The output should consist solely of the line containing "Tag passenger. Format" and all lines after it through the final line of the entries below, reproduced exactly.

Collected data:

======

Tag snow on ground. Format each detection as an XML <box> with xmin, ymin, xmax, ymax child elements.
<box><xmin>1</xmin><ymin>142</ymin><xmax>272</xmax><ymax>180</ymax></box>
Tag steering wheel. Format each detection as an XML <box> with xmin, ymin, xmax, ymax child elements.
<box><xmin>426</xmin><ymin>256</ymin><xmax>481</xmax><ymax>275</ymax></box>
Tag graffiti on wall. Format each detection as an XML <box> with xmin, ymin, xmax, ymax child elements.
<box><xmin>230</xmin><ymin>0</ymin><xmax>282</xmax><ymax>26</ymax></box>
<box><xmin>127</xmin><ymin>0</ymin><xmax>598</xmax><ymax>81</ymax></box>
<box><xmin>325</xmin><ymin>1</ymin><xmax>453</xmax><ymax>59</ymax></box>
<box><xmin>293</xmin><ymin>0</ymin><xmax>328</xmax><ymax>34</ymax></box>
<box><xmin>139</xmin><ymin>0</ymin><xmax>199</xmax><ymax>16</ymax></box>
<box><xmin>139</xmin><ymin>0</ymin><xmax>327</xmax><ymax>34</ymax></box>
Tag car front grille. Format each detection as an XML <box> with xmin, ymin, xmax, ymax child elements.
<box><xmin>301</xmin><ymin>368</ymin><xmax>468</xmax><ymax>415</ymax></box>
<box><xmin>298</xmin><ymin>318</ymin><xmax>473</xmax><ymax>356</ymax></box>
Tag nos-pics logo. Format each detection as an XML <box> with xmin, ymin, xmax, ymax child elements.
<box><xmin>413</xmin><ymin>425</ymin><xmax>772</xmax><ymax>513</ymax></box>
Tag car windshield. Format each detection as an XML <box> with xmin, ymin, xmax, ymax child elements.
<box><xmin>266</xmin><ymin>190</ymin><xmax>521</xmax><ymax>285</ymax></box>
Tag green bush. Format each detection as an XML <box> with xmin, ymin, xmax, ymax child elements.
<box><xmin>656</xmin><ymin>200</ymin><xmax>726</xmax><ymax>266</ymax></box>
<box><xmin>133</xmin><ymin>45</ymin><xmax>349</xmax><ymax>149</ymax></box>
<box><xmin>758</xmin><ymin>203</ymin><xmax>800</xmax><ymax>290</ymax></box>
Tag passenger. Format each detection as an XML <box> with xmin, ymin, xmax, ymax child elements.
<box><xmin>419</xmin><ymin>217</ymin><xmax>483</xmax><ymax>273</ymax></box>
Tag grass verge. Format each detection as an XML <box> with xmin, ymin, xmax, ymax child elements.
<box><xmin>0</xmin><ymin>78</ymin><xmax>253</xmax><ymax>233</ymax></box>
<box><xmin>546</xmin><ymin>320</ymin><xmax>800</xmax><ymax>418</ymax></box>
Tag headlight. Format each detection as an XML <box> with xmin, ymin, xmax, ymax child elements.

======

## RESPONSE TO THE TASK:
Tag passenger. Format each detection as an XML <box> with xmin, ymin, xmax, ymax child elements.
<box><xmin>419</xmin><ymin>217</ymin><xmax>483</xmax><ymax>273</ymax></box>
Tag grass verge. Format each detection as an XML <box> with xmin, ymin, xmax, ymax child elements.
<box><xmin>0</xmin><ymin>78</ymin><xmax>253</xmax><ymax>233</ymax></box>
<box><xmin>546</xmin><ymin>320</ymin><xmax>800</xmax><ymax>418</ymax></box>
Tag headlight. Format each detection as an XML <box> with xmin, ymin, xmax, ymax child elements.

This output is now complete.